====== GIVEN PASSAGE
Wiener Hammerstein System¶

Note: The example shown in this notebook is taken from the companion book Nonlinear System Identification and Forecasting: Theory and Practice with SysIdentPy.

The description content primarily derives from the benchmark website - Nonlinear Benchmark and associated paper - Wiener-Hammerstein benchmark with process noise. For a detailed description, readers are referred to the linked references.

The nonlinear benchmark website stands as a significant contribution to the system identification and machine learning community. The users are encouraged to explore all the papers referenced on the site.

This benchmark focuses on a Wiener-Hammerstein electronic circuit where process noise plays a significant role in distorting the output signal.

The Wiener-Hammerstein structure is a well-known block-oriented system which contains a static nonlinearity sandwiched between two Linear Time-Invariant (LTI) blocks (Figure 2). This arrangement presents a challenging identification problem due to the presence of these LTI blocks.

Figure 2: the Wiener-Hammerstein system

In Figure 2, the Wiener-Hammerstein system is illustrated with process noise $e_x(t)$ entering before the static nonlinearity $f(x)$, sandwiched between LTI blocks represented by $R(s)$ and $S(s)$ at the input and output, respectively. Additionally, small, negligible noise sources $e_u(t)$ and $e_y(t)$ affect the measurement channels. The measured input and output signals are denoted as $u_m(t)$ and $y_m(t)$.

The first LTI block $R(s)$ is effectively modeled as a third-order lowpass filter. The second LTI subsystem $S(s)$ is configured as an inverse Chebyshev filter with a stop-band attenuation of $40 dB$ and a cutoff frequency of $5 kHz$. Notably, $S(s)$ includes a transmission zero within the operational frequency range, complicating its inversion.

The static nonlinearity $f(x)$ is implemented using a diode-resistor network, resulting in saturation nonlinearity. Process noise $e_x(t)$ is introduced as filtered white Gaussian noise, generated from a discrete-time third-order lowpass Butterworth filter followed by zero-order hold and analog low-pass reconstruction filtering with a cutoff of $20 kHz$.
============
====== DATA ROWS
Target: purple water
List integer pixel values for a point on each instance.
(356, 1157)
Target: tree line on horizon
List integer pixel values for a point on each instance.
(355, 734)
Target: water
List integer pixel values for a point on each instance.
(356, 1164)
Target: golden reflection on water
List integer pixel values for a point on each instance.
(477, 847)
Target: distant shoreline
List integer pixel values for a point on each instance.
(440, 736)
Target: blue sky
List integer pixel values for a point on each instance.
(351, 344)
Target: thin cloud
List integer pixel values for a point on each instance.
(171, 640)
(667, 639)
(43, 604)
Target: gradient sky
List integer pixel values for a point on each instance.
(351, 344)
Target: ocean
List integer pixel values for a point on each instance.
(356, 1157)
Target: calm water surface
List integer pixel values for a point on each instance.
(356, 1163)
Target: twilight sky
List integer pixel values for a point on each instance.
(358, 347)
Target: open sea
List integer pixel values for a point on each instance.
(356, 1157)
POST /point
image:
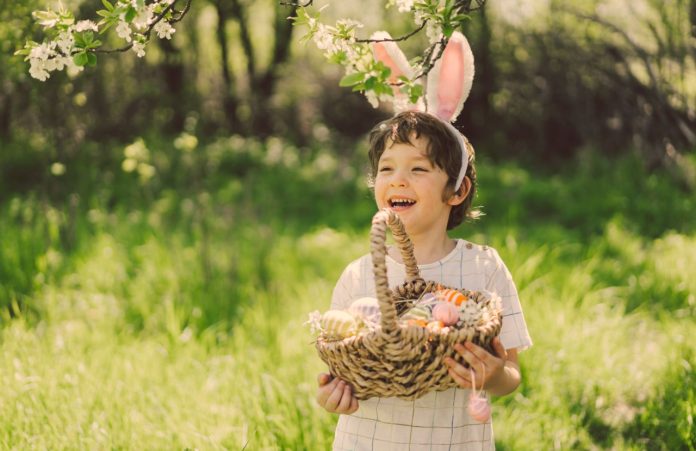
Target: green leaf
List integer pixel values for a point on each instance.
(351, 79)
(88, 37)
(370, 83)
(81, 59)
(130, 14)
(79, 40)
(415, 93)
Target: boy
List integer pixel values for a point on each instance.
(419, 170)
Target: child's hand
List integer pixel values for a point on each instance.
(488, 368)
(335, 395)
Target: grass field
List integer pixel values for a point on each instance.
(168, 315)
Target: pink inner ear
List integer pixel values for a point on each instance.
(451, 76)
(382, 55)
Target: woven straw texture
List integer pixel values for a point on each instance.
(396, 360)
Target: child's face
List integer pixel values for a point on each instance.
(411, 185)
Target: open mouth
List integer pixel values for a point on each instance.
(401, 203)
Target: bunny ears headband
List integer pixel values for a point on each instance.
(449, 83)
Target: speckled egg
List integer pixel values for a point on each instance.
(366, 309)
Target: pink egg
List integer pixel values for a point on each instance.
(479, 409)
(446, 312)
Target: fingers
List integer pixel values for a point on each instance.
(353, 406)
(336, 396)
(326, 391)
(323, 378)
(459, 373)
(477, 351)
(346, 400)
(499, 349)
(461, 381)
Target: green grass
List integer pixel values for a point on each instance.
(169, 316)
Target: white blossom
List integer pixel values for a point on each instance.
(323, 38)
(404, 5)
(144, 17)
(139, 49)
(433, 31)
(123, 31)
(164, 30)
(38, 70)
(85, 25)
(42, 52)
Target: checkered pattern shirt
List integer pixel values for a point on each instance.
(437, 420)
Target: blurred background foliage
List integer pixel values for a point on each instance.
(170, 221)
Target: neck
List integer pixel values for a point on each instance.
(427, 248)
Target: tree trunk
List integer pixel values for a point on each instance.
(229, 100)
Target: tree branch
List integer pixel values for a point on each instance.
(149, 29)
(298, 4)
(401, 38)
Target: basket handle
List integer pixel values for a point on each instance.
(378, 238)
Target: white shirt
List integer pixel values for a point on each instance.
(437, 420)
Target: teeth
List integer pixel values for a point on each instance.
(401, 202)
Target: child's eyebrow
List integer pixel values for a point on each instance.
(418, 158)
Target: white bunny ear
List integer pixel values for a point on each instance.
(391, 55)
(450, 80)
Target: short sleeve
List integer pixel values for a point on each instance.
(514, 333)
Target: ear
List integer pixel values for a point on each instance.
(460, 196)
(391, 55)
(450, 80)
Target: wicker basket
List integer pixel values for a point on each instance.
(395, 359)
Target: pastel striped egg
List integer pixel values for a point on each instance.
(446, 312)
(366, 309)
(338, 324)
(453, 296)
(435, 326)
(417, 313)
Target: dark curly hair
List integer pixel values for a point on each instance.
(443, 152)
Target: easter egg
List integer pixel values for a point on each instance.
(453, 296)
(417, 322)
(435, 326)
(417, 313)
(446, 312)
(366, 309)
(470, 314)
(338, 324)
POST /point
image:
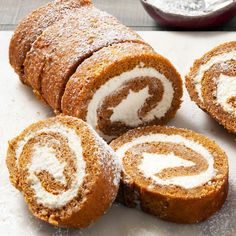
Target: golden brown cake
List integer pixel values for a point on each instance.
(219, 93)
(106, 74)
(57, 53)
(68, 175)
(33, 25)
(123, 86)
(211, 83)
(176, 174)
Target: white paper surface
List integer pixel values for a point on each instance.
(19, 108)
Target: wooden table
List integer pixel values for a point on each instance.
(130, 12)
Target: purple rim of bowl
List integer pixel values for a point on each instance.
(212, 19)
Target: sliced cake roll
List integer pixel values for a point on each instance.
(219, 93)
(172, 173)
(218, 55)
(61, 48)
(123, 86)
(33, 25)
(68, 175)
(211, 83)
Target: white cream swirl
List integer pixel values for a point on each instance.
(205, 67)
(226, 89)
(153, 163)
(127, 110)
(44, 158)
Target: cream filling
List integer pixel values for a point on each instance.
(123, 111)
(38, 163)
(225, 89)
(127, 110)
(186, 182)
(205, 67)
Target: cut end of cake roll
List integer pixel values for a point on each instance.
(175, 174)
(121, 87)
(218, 55)
(68, 175)
(62, 47)
(33, 25)
(219, 93)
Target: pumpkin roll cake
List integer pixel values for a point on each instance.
(61, 48)
(68, 175)
(123, 86)
(211, 83)
(176, 174)
(33, 25)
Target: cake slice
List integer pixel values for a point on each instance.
(175, 174)
(68, 175)
(57, 53)
(121, 87)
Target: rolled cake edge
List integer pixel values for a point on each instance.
(213, 108)
(25, 28)
(99, 194)
(80, 82)
(189, 83)
(179, 209)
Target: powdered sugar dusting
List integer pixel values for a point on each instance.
(34, 24)
(108, 158)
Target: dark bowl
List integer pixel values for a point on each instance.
(210, 19)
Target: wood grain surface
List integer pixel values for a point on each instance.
(130, 12)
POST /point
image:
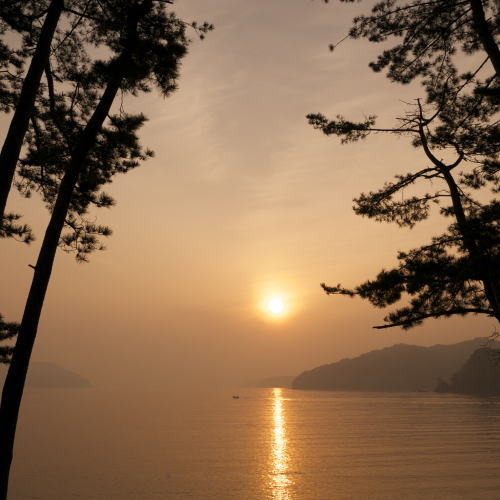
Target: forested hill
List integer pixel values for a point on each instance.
(398, 368)
(49, 375)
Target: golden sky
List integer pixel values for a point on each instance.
(243, 200)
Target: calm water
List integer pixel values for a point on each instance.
(269, 444)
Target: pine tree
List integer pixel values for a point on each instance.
(457, 272)
(147, 43)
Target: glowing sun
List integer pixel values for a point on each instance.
(275, 306)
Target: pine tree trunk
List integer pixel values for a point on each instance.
(19, 124)
(16, 376)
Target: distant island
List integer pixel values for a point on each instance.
(43, 375)
(403, 368)
(480, 375)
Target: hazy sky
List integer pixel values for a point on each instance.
(243, 198)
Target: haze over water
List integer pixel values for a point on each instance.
(269, 444)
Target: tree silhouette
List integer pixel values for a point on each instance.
(15, 14)
(147, 43)
(458, 272)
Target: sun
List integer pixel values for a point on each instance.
(276, 306)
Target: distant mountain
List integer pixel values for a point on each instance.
(278, 381)
(49, 375)
(480, 375)
(400, 368)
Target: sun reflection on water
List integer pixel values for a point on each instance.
(280, 482)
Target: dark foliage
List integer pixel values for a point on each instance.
(457, 130)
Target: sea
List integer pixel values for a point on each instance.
(274, 443)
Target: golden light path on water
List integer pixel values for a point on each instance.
(280, 482)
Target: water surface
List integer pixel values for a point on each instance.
(268, 444)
============
§ **TASK REQUIREMENTS**: Can you go on with the Wiener-Hammerstein benchmark description, picking up right after its last sentence? The listing has no connection to the Wiener-Hammerstein benchmark description.

§ **EXERCISE OUTPUT**:
Measurement noise sources $e_u(t)$ and $e_y(t)$ are minimal compared to $e_x(t)$. The system's inputs and process noise are generated using an Arbitrary Waveform Generator (AWG), specifically the Agilent/HP E1445A, sampling at $78125 Hz$, synchronized with an acquisition system (Agilent/HP E1430A) to ensure phase coherence and prevent leakage errors. Buffering between the acquisition cards and the system's inputs and outputs minimizes measurement equipment distortion.

The benchmark provides two standard test signals through the benchmarking website: a random phase multisine and a sine-sweep signal. Both signals have an $rms$ value of $0.71 Vrms$ and cover frequencies from DC to $15 kHz$ (excluding DC). The sine-sweep spans this frequency range at a rate of $4.29 MHz/min$. These test sets serve as targets for evaluating the model's performance, emphasizing accurate representation under varied conditions.

The Wiener-Hammerstein benchmark highlights three primary nonlinear system identification challenges:

Process Noise: Significant in the system, influencing output fidelity.
Static Nonlinearity: Indirectly accessible from measured data, posing identification challenges.
Output Dynamics: Complex inversion due to transmission zero presence in $S(s)$.

The goal of this benchmark is to develop and validate robust models using separate estimation data, ensuring accurate characterization of the Wiener-Hammerstein system's behavior.

Required Packages and Versions¶

To ensure that you can replicate this case study, it is essential to use specific versions of the required packages. Below is a list of the packages along with their respective versions needed for running the case studies effectively.

To install all the required packages, you can create a requirements.txt file with the following content:

sysidentpy==0.4.0
pandas==2.2.2
numpy==1.26.0
matplotlib==3.8.4
nonlinear_benchmarks==0.1.2

Then, install the packages using:

pip install -r requirements.txt

Ensure that you use a virtual environment to avoid conflicts between package versions.
Versions specified are based on compatibility with the code examples provided. If you are using different versions, some adjustments in the code might be necessary.

SysIdentPy configuration¶

In this section, we will demonstrate the application of SysIdentPy to the Wiener-Hammerstein system dataset. The following code will guide you through the process of loading the dataset, configuring the SysIdentPy parameters, and building a model for Wiener-Hammerstein system.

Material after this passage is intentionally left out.